§ **EJERCICIOS PROPUESTOS**:
**A.** Traduce al inglés esta oración del texto sobre los poemas de Sylvia Plath: «Cuando el poeta está preparado, aparece la musa.»
**B.** Prosigue el texto sobre los poemas de Sylvia Plath y Anne Sexton a partir de su última oración.

++++ TEXTO SELECCIONADO

Un día de 1966 un amigo de mi hermana me mandó desde Nueva York un libro de poemas que se titulaba Ariel. La autora, una mujer que se llamaba Sylvia Plath, ya había muerto, pero los poemas seguían tremendamente vivos. ¡Y qué poemas tan asombrosos eran! Se atrevían a reclamar la vida cotidiana de una mujer como argumento. Se atrevían a abrirse a una rabia que había estado prohibida a mi generación de mujeres. Se atrevían a escribir sobre los sonidos de la cocina, el mal olor de los excrementos de un bebé, la excitación de darse un corte en el pulgar, el sagrado cordero en su jugo de los domingos.

La creadora de estos poemas tan tremendos había muerto cuando yo estudiaba el penúltimo curso en Barnard. El invierno de su muerte, había aparecido una página con poemas suyos en el New Yorker. Yo los leí pero no estaba preparada para apreciarlos. Todavía imitaba a Keats, Pope y Fielding, todavía imitaba a los poetas varones de mi educación de Barnard y Columbia, así que no me di cuenta de lo mucho que necesitaba aquellos poemas.

Cuando el poeta está preparado, aparece la musa.

En Alemania, yo estaba preparada. Los poemas de Plath me desgarraron. Goteaba sangre en sus páginas.

De repente me di cuenta de que podía abandonar mis neutros poemas sobre las fuentes italianas y las tumbas de los poetas ingleses y escribir sobre la vida que se me llevaba los días -la vida de una «esposa al cargo», como señalaba el ejército)-, la vida del mercado, la (cocina, la cama de matrimonio. Podía escribir poemas sobre manzanas y cebollas, poemas en los que los objetos cotidianos de mi vida se convirtieran en puertas hacia mi vida interior de mujer.

Sylvia Plath me llevó a Anne Sexton. To Bedland and Part Way Back se había publicado en 1960, All My Pretty Ones en 1962, y Live or Die precisamente en 1966. Poemas como «Menstruación a los cuarenta años» y «De su clase» de pronto conferían validez a mi lucha por encontrar a la bruja de mi interior, la cantante que sangraba, la cronista de la «roja enfermedad» del amor.

++++++++
++++ DATOS DEL EJERCICIO

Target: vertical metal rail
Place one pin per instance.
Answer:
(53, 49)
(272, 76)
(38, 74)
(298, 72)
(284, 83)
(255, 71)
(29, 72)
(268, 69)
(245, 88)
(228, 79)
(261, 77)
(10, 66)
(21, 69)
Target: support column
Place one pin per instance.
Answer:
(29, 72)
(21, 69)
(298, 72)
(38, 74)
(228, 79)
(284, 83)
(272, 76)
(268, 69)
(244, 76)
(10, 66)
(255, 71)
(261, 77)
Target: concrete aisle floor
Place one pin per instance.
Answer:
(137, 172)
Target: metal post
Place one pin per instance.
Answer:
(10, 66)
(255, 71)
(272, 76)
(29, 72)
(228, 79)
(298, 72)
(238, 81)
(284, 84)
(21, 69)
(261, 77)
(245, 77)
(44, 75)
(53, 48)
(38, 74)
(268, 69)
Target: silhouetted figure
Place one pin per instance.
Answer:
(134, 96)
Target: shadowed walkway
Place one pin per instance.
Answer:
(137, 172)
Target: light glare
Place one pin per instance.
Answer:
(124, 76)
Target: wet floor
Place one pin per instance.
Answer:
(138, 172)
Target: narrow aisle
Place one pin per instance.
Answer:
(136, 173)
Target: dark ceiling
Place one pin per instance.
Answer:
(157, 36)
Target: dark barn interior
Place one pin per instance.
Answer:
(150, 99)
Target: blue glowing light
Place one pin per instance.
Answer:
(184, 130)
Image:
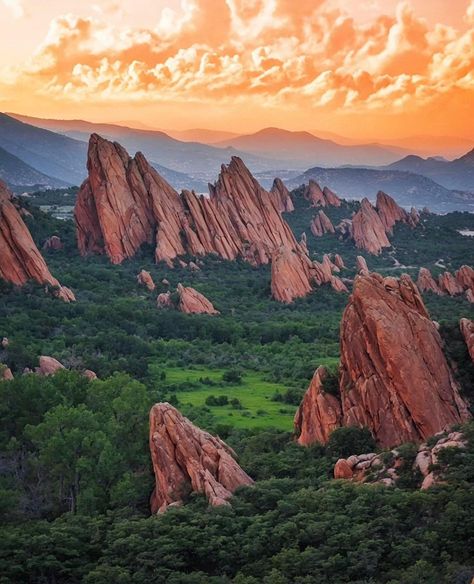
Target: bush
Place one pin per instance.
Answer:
(344, 442)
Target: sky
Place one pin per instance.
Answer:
(364, 69)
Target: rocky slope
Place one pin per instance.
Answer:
(189, 301)
(20, 259)
(394, 376)
(467, 330)
(185, 458)
(125, 203)
(319, 413)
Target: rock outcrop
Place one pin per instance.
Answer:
(20, 259)
(384, 468)
(185, 459)
(144, 278)
(320, 197)
(188, 300)
(193, 302)
(361, 266)
(53, 243)
(368, 230)
(125, 203)
(48, 366)
(449, 285)
(282, 196)
(321, 224)
(426, 282)
(394, 378)
(467, 330)
(319, 413)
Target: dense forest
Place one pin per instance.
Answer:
(75, 469)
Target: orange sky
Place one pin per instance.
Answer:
(366, 69)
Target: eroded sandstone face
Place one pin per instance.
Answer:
(20, 259)
(319, 413)
(395, 379)
(368, 231)
(467, 330)
(282, 195)
(321, 224)
(125, 203)
(187, 459)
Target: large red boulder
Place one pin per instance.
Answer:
(395, 378)
(186, 458)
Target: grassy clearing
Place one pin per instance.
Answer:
(254, 393)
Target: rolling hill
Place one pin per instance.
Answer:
(407, 188)
(297, 148)
(17, 173)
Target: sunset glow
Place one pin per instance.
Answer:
(389, 69)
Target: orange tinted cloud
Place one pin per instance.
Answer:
(293, 57)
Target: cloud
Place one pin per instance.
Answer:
(269, 52)
(15, 7)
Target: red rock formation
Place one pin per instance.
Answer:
(54, 242)
(319, 413)
(361, 266)
(20, 259)
(185, 458)
(342, 469)
(465, 277)
(291, 275)
(394, 376)
(331, 197)
(449, 285)
(282, 196)
(193, 302)
(426, 282)
(389, 212)
(48, 366)
(144, 278)
(5, 373)
(339, 262)
(318, 197)
(321, 224)
(368, 230)
(125, 203)
(467, 330)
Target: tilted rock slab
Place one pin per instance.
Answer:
(186, 458)
(20, 259)
(319, 413)
(394, 377)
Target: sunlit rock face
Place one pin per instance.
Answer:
(186, 459)
(20, 259)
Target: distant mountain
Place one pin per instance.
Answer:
(17, 173)
(52, 154)
(201, 135)
(457, 174)
(300, 148)
(407, 188)
(198, 160)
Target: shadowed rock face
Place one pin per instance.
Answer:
(20, 259)
(368, 230)
(394, 376)
(426, 282)
(467, 330)
(319, 413)
(185, 459)
(390, 213)
(321, 224)
(125, 203)
(282, 196)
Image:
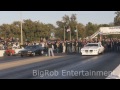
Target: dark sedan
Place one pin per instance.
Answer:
(32, 51)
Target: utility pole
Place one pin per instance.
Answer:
(21, 28)
(76, 32)
(64, 33)
(70, 33)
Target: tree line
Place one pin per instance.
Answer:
(34, 30)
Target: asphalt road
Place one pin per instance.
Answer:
(73, 66)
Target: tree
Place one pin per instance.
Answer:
(117, 19)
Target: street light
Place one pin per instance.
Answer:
(21, 28)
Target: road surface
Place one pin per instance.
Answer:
(73, 66)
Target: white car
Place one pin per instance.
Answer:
(92, 49)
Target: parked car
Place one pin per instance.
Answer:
(9, 52)
(31, 51)
(92, 49)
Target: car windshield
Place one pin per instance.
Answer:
(30, 47)
(92, 45)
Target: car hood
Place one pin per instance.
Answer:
(89, 48)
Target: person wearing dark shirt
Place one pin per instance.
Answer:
(50, 49)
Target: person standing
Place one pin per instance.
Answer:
(50, 49)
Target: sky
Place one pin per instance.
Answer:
(96, 17)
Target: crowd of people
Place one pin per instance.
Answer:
(58, 46)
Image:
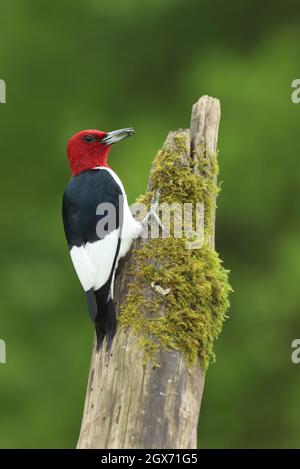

++++++++

§ **RESPUESTAS POR TAREA**:
**A.** When the poet is ready, the muse appears.

**B.**
¿Qué originó la agitación que de pronto permitió que se oyera a poetas como Sexton o Plath? ¿Fue el movimiento de los Derechos Civiles, que marcó nuestros años de universidad y nos enseñó lo injusta que era nuestra sociedad? ¿Fue el asesinato de Kennedy, que nos marcó cuando teníamos veintipocos años y nos enseñó a no creer nunca en lo que leíamos en los periódicos? ¿Fue la Guerra de Vietnam, que nos marcó cuando teníamos veinticinco años y nos enseñó a no creer nunca a nuestros líderes? La autoridad era masculina y era profundamente falible.

Betty Friedan publicó La mística de la feminidad el año de mi licenciatura en Barnard. Oí a mi hermana mayor discutir de él con mi madre. Mi hermana estaba excitada; mi madre menos, pues había visto el movimiento feminista de su juventud erradicado como si nunca hubiera existido. Aunque yo todavía estaba atascada en el siglo XVIII pretendiendo que Alexander Pope era una mujer poeta, el feminismo volvía a estar en el aire e inevitablemente lo respiré. Era algo que daba permiso para escribir a partir de la conciencia de una mujer.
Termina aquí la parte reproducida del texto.